WHAT TO PRODUCE —
Write out each line exactly as it stands, please.

==========

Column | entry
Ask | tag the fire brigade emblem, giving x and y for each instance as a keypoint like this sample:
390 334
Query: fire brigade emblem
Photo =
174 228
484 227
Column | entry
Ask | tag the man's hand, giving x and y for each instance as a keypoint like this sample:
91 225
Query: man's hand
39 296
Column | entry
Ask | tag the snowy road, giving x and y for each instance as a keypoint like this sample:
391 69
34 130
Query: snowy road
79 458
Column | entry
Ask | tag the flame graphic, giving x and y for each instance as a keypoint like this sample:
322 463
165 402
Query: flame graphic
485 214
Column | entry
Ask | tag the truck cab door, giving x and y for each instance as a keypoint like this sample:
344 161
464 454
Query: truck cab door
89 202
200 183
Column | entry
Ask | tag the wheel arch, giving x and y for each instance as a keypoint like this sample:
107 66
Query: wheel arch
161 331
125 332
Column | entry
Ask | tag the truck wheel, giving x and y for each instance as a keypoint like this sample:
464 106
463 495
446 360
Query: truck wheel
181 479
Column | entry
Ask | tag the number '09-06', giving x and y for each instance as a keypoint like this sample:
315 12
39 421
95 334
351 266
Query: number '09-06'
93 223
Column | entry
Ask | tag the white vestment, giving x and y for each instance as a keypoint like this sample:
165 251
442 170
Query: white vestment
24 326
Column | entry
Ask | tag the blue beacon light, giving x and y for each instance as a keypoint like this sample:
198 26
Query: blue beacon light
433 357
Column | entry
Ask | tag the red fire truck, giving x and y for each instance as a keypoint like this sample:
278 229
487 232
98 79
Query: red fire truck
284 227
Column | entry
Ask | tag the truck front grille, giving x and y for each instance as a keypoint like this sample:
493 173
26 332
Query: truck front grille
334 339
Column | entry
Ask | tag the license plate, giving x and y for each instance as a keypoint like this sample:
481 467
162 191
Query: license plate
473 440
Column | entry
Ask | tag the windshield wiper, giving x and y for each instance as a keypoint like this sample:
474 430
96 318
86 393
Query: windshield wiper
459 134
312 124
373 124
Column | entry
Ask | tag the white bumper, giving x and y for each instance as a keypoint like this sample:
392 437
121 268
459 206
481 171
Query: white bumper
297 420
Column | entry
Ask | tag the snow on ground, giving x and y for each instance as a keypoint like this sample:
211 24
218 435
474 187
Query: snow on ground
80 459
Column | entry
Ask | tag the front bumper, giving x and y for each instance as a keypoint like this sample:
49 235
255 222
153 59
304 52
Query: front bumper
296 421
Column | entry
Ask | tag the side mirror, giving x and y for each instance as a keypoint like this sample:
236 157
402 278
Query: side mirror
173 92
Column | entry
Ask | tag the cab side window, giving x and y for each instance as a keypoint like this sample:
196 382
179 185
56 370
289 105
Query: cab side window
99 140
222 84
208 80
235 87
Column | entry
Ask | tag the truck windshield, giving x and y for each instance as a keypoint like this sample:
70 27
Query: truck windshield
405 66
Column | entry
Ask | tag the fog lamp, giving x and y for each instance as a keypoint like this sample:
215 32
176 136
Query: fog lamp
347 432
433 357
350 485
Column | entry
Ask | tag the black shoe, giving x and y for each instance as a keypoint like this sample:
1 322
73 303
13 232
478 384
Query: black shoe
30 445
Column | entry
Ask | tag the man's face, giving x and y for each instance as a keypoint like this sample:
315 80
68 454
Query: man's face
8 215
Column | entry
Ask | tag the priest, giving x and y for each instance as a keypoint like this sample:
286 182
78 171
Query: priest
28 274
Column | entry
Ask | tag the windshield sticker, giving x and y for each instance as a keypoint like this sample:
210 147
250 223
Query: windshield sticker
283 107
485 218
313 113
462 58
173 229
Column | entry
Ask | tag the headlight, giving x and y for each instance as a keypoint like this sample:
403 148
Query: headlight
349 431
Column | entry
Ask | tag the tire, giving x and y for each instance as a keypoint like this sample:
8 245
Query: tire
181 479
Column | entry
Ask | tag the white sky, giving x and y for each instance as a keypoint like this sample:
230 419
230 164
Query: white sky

==========

WORKED SOLUTION —
Column | entry
Ask | tag the fire brigade emblem, giving x and y for each instance as a keypoint like this sample:
390 334
Query: fire brigade emblem
Photo =
174 228
484 227
Column | entry
Ask | tag the man's hand, giving x and y for each instance as a keypoint like this sample:
91 225
Query: man's hand
39 296
Column | entry
Ask | tag the snowy road, giving x and y for each instance as a keypoint like this sample:
391 69
34 130
Query: snowy road
79 458
Column | entry
Ask | tag the flame graphic, giving x and y for each instance as a keypoint like this sample:
322 463
165 402
Query: flame graphic
485 214
Column | entry
Ask | tag the truck cab door, giving x and y for each instance as a keypoint like this sample:
344 161
464 454
Query: truck cab door
89 202
200 183
Column | entry
Ask | tag the wheel arch, giving x and y for each instance as a keypoint like this sample:
107 66
Query: wheel arch
161 331
125 332
Column | entry
Ask | tag the truck wheel, giving x and y for each instance as a keypoint like this sample:
464 106
463 495
446 360
Query: truck wheel
181 479
Column | entry
Ask | tag the number '09-06', giving x and y for each instance as a keypoint like this sample:
315 12
39 421
95 334
351 266
Query: number '09-06'
93 223
Column | entry
Ask | tag the white vestment, giving x and y for each instance as a keypoint like this sample:
165 251
442 170
Query: white vestment
24 326
Column | entry
Ask | tag the blue beacon light, giving x and y for each instance as a keypoint like this sample:
198 26
Query: blue beacon light
433 357
Column | entry
Ask | tag the red fire truck, giving x and y for each instance as a keypoint like this sample:
278 229
487 232
98 79
Query: red fire truck
284 227
Column | entry
Ask | tag the truck front grille, giving x and y for each instance as a keypoint like this sample:
493 173
26 332
Query: truck front grille
334 339
Column | entry
Ask | tag the license plate, giving x and y for each instance as a keypoint like this sample:
481 467
162 191
Query: license plate
473 440
Column | entry
Ask | tag the windshield wiper, giving x and y for each instance as a keypoint like this sample:
474 430
96 318
86 393
Query: windshield wiper
459 134
312 124
373 124
Column | entry
Ask | tag the white bumper, giving x and y for each instance as a keypoint like this sample:
392 437
121 268
459 206
481 171
Query: white bumper
297 420
Column | entry
Ask | tag the snow on ground, giving x and y for each instance as a keypoint like this sample:
211 24
218 435
474 187
Query: snow on ground
80 459
Column | entry
Ask | tag the front bumper, giving x and y for each instance as a keypoint like this sample:
49 235
255 222
153 59
304 52
Query: front bumper
296 421
Column | entry
Ask | tag the side mirror, giving x and y for each instance as a keypoint like this sample:
236 157
402 278
Query: side mirror
173 92
Column | entry
Ask | tag the cab side window, giving x and y for each instance as a keypoint like this sample:
196 382
179 185
56 370
289 105
Query: cab side window
99 140
222 84
208 80
235 87
Column | entry
Ask | tag the truck windshield, giving x and y for each instance as a keypoint like this sample:
70 27
Query: truck windshield
405 66
Column | entry
Ask | tag the fog lamp, giving x and y for each instance as a keypoint like this sample:
215 32
176 136
Query: fog lamp
347 432
433 357
350 485
Column | entry
Ask | tag the black shoe, giving x and y for each instance as a keypoint like this sample:
1 322
73 303
13 232
478 384
Query: black shoe
30 445
Column | entry
Ask | tag the man's face, giving x and y for each instance as a keypoint like this sample:
315 80
68 454
Query: man's face
8 215
Column | entry
Ask | tag the priest, giving x and y for each instance as a keypoint like this sample:
286 182
78 171
Query: priest
28 274
Column | entry
Ask | tag the windshield sticker, giving x and y for each instance as a keypoint like this sample:
210 147
250 223
Query: windshield sticker
283 107
485 218
313 113
462 58
173 229
Column | entry
Ask | tag the headlight, giving x and y for each instance as a keypoint like this sample:
403 148
Query: headlight
349 431
Column | entry
Ask | tag the tire, giving x and y for each instance as a keypoint like this sample:
8 245
Query: tire
181 479
Column | entry
Ask | tag the white sky, giving x and y for each instance as a keypoint like this sample:
230 419
230 164
Query: white sky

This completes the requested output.